### TESTO IN ESAME:
□ □ □ □ □
La malattia come topos letterario. Il «tema centrale d’ogni narrare», diceva Gesualdo Bufalino. Basti pensare a Thomas Mann, Kafka, Pirandello. L’elenco è infinito. E ora vede aggiungersi due scrittrici tarantine «fuori sede», che in modo diverso affrontano l’argomento nei rispettivi romanzi. Insegnano entrambe. E sono tutt’e due laureate in giurisprudenza. Ma se «Il precipizio dell’amore. Solo appunti di una madre» (Mondadori), lavoro d’esordio di Mariangela Tarì, è un libro-testimonianza sul dolore dell’infermità, «Bruciati vivi» (Arkadia) di Daniela Stallo è costruito intorno alla malattia utilizzata come pretesto letterario per raccontare una storia.
□ □ □ □ □
### DATI FORNITI:
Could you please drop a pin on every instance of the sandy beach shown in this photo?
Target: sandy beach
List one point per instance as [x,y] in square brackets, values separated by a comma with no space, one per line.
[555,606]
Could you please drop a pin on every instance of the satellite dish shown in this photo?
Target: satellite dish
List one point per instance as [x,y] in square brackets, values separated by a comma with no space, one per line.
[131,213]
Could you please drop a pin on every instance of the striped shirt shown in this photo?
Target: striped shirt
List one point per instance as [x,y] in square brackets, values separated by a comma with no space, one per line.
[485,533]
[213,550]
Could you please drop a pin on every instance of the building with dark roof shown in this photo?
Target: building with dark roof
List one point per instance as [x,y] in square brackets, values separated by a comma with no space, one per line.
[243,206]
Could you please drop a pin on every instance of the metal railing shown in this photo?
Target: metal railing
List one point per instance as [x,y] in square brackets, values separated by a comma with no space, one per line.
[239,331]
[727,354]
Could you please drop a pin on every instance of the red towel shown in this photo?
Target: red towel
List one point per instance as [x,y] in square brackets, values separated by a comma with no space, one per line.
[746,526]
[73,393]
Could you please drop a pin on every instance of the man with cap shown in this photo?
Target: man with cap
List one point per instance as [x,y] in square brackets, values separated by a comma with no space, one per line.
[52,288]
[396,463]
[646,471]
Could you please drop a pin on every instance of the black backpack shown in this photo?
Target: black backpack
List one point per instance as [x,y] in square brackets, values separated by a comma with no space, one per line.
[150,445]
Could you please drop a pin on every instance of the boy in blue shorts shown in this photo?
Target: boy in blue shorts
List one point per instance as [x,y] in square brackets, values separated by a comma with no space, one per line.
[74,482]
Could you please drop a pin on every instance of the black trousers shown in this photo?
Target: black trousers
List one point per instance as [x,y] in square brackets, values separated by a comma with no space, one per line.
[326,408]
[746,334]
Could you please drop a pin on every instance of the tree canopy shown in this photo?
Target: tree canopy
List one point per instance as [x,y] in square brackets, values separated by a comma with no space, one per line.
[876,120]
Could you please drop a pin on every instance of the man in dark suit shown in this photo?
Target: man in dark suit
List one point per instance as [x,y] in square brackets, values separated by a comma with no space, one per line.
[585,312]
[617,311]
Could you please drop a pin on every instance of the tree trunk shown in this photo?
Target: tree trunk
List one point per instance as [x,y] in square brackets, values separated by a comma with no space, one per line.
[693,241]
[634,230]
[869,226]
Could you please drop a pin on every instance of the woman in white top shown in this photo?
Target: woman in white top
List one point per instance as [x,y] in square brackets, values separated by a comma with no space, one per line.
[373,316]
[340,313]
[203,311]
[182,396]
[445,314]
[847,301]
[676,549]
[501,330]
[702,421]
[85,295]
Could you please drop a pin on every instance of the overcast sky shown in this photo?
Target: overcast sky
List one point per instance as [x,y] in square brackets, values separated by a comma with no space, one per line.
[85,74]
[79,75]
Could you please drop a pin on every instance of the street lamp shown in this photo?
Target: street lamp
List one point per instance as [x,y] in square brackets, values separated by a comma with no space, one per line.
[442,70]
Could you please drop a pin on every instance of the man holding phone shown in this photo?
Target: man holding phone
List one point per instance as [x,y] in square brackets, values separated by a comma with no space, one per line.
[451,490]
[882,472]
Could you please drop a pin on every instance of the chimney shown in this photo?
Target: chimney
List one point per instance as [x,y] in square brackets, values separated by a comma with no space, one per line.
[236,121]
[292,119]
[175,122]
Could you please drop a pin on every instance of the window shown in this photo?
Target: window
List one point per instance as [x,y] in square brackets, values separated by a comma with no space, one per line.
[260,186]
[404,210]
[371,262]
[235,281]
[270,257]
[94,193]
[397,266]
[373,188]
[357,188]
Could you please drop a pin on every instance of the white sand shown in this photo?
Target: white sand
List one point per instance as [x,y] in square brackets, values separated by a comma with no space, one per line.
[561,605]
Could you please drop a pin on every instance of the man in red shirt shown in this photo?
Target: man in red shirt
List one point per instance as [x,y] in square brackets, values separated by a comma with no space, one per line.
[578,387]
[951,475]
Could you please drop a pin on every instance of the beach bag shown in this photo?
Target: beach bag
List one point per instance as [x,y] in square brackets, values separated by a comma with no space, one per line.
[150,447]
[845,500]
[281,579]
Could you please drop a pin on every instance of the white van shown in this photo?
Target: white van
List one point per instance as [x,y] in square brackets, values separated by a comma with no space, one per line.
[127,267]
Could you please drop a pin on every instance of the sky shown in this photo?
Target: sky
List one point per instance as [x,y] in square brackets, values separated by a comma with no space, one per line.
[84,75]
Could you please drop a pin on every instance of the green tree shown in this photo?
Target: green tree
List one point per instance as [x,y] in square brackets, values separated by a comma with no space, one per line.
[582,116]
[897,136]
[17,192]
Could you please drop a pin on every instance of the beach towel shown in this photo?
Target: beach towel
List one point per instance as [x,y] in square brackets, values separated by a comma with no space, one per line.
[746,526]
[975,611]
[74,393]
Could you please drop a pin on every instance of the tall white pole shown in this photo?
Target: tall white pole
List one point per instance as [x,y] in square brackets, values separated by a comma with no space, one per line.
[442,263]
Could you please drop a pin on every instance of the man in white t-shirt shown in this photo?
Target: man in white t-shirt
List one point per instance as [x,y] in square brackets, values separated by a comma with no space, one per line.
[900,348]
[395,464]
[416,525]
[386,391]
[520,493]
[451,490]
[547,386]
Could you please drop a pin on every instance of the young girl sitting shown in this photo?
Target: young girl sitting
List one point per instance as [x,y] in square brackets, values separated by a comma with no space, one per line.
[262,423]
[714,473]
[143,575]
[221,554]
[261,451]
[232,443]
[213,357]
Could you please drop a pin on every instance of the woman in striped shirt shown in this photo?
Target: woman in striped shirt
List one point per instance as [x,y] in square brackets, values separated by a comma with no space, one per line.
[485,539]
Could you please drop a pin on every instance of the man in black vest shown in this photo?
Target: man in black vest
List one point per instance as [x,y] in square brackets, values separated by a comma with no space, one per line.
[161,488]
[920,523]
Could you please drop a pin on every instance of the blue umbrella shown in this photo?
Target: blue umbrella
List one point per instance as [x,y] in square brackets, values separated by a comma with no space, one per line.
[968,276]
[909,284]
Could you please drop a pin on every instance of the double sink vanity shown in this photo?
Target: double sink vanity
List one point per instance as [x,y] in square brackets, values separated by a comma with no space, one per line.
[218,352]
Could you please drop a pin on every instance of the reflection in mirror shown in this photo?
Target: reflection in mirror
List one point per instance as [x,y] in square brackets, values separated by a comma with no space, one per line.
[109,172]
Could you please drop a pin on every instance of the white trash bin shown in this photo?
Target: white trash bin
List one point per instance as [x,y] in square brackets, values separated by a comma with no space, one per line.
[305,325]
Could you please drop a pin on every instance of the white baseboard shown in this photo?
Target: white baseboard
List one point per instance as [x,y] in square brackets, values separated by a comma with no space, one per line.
□ □ □ □ □
### CONSEGNE:
**A)** Rispondi alle domande basandoti sul testo relativo alla malattia come tema letterario.
(i) Come definiva la malattia Gesualdo Bufalino?
(ii) In quale disciplina sono laureate entrambe le scrittrici?
(iii) Quale editore pubblica «Bruciati vivi»?
**B)** Ricopia fedelmente dal testo sulla malattia come tema letterario il passo che inizia con «La malattia come» e prosegue fino a «raccontare una storia.».
I dati costituiscono un materiale a sé, distinto dal testo.

### SOLUZIONI:
**A)**
(i) Il «tema centrale d’ogni narrare».
(ii) In giurisprudenza.
(iii) Arkadia.

**B)**
La malattia come topos letterario. Il «tema centrale d’ogni narrare», diceva Gesualdo Bufalino. Basti pensare a Thomas Mann, Kafka, Pirandello. L’elenco è infinito. E ora vede aggiungersi due scrittrici tarantine «fuori sede», che in modo diverso affrontano l’argomento nei rispettivi romanzi. Insegnano entrambe. E sono tutt’e due laureate in giurisprudenza. Ma se «Il precipizio dell’amore. Solo appunti di una madre» (Mondadori), lavoro d’esordio di Mariangela Tarì, è un libro-testimonianza sul dolore dell’infermità, «Bruciati vivi» (Arkadia) di Daniela Stallo è costruito intorno alla malattia utilizzata come pretesto letterario per raccontare una storia.